-- COMPITI RICHIESTI --
1. Nel testo sul trucco femminile, come vengono giudicati il personalizzarsi, il valorizzarsi e il dotarsi di un gradevole appeal?
2. Come si traduce in inglese la frase «Perché alterano i loro connotati e si mascherano?», tratta dal testo sul trucco femminile?

-- TESTO DEL DOCUMENTO --
►
Perché le donne si truccano? Perché si tingono, si imbellettano, si fasciano e stringono fino a farsi male, innalzandosi per meglio dondolare a colpi di impegnativi e dolorosi tacchi a spillo? Perché alterano i loro connotati e si mascherano? Perché sentono il bisogno di sembrare diverse, di apparire sempre giovani e belle: non è anche questa una forma di artificio, dissimulazione e menzogna? Quanto questa sistematica alterazione delle forme e dei connotati, delle apparenze e delle sembianze, influenza, si trasmette, contagia, come risultato, anche la mentalità, il modo di essere, di pensare, di relazionarsi a sé stesse, agli altri, al mondo?
Se le donne sono tranquille sulla loro appartenenza a una  identità di genere, se la vivono a loro agio, perché sentono il bisogno di rafforzarla con espedienti e artifici, con tinte e protesi, supporti e cornici? Personalizzare, valorizzare, dotarsi  di  un gradevole appeal è cosa per tutte e tutti lecita e comprensibile: ma quanto la cura del corpo e del viso, un programmatico correggersi e modificarsi sono invece frutto di una coazione all’obbligo di piacere che poco ha a che fare con il desiderio di stare a proprio agio nel mondo?
◄
-- DATI IN INGRESSO --
►
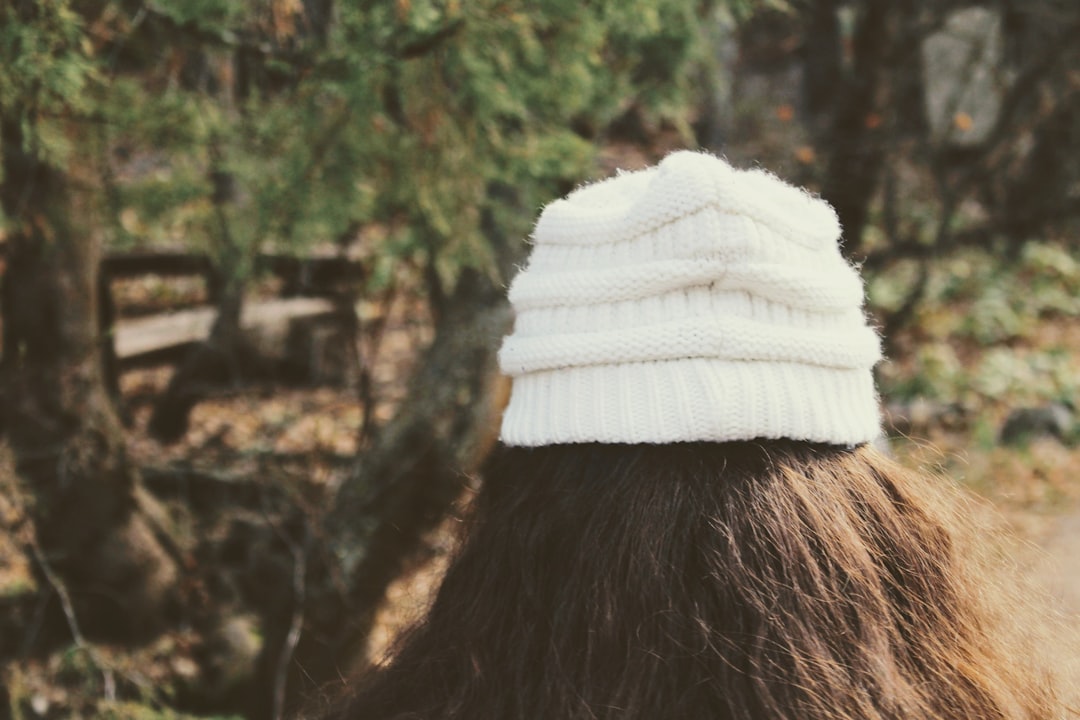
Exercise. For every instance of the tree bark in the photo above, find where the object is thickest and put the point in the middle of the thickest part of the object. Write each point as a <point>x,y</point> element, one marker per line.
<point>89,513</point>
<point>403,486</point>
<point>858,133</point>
◄
►
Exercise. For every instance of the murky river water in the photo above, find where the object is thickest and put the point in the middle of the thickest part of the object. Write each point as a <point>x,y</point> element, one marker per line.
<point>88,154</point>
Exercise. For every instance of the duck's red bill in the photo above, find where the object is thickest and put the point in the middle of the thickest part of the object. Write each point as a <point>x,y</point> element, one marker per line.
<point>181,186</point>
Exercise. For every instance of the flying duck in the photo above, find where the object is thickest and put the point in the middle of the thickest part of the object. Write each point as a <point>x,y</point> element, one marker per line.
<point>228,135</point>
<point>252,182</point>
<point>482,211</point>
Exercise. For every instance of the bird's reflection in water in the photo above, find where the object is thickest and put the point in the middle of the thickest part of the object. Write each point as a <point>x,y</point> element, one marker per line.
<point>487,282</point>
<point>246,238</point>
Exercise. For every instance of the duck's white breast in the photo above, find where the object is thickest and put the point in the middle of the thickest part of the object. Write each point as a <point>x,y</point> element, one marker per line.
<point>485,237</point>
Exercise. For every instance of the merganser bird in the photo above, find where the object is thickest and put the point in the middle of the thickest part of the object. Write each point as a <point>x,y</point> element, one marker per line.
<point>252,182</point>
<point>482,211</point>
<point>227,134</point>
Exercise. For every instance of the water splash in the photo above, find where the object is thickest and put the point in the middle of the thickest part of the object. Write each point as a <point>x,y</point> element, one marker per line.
◄
-- RISPOSTE FORNITE --
1. Come una cosa lecita e comprensibile per tutte e tutti.

2. Why do they alter their features and disguise themselves?